Reproduce the lines from the one containing "If you could tag every instance of the roof gutter" through the one containing "point(289, 159)", inclusive, swapping "tag" for "mark" and leaving everything else unchanged.

══════

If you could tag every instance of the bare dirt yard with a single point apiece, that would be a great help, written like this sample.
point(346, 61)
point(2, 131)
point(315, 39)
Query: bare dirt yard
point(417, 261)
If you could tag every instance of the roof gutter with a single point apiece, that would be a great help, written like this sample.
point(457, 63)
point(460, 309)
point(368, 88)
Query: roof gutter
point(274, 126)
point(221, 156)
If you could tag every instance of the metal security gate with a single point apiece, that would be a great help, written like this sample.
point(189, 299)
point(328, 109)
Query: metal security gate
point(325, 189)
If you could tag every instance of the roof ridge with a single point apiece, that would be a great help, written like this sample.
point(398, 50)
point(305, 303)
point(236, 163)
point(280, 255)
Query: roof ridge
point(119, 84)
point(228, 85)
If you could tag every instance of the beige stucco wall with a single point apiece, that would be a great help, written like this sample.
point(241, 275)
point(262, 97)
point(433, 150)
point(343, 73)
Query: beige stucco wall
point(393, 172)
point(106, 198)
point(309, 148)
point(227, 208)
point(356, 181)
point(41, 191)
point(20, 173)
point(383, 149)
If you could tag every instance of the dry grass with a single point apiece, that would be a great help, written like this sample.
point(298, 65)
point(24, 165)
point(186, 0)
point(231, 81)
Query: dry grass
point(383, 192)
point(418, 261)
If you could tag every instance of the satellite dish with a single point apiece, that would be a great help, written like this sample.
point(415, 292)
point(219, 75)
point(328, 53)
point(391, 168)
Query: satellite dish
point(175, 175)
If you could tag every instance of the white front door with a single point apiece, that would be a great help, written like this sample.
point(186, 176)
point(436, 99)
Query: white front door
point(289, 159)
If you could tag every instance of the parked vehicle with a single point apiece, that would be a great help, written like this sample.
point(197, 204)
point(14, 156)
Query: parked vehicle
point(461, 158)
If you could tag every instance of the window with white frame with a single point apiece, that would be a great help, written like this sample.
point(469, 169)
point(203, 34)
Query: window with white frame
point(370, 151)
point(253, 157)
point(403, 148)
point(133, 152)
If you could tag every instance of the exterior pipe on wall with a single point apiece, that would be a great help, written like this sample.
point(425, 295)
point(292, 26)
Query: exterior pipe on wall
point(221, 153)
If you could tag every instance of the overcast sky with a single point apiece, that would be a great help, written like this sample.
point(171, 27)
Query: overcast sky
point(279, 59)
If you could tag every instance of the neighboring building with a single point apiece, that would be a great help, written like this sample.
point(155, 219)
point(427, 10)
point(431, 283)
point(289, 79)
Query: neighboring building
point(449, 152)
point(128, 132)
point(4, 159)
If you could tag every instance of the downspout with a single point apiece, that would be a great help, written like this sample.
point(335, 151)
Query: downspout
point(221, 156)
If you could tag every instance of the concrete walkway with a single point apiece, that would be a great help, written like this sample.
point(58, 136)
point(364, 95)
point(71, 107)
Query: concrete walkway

══════

» **The reply**:
If you could mark every instance of the roof gutter with a single point apiece, that would be a great help, written like this sample.
point(457, 63)
point(460, 309)
point(368, 88)
Query: roof gutter
point(274, 126)
point(221, 156)
If you could mark every instance of the metal security gate with a single point apiece, that would be a great help, written like this sample.
point(189, 299)
point(328, 109)
Query: metal security gate
point(325, 189)
If you could mark every instance of the roof ridge with a single point apiece, that would be a great help, written like this sample.
point(398, 50)
point(305, 303)
point(236, 163)
point(280, 255)
Query: roof ridge
point(119, 84)
point(228, 85)
If you could mark every instance of the beige stucco wall with a single point apiece, that would be a great help, written like this sample.
point(241, 275)
point(262, 97)
point(433, 150)
point(343, 73)
Query: beige stucco wall
point(393, 172)
point(106, 198)
point(309, 148)
point(227, 208)
point(356, 181)
point(41, 191)
point(20, 173)
point(383, 149)
If you could mark every instance of the dry grass with a single point apiece, that would be a great help, written like this sample.
point(298, 65)
point(24, 165)
point(186, 0)
point(231, 81)
Query: dry grass
point(383, 192)
point(418, 261)
If you could mark every instance of the satellite dish with a single point apiece, that would be a great help, written like this sample.
point(415, 292)
point(219, 75)
point(328, 53)
point(391, 168)
Query: satellite dish
point(175, 175)
If you could mark every instance of the white front door with a single point apiece, that would be a great help, written like this sample.
point(186, 176)
point(436, 99)
Query: white front door
point(289, 159)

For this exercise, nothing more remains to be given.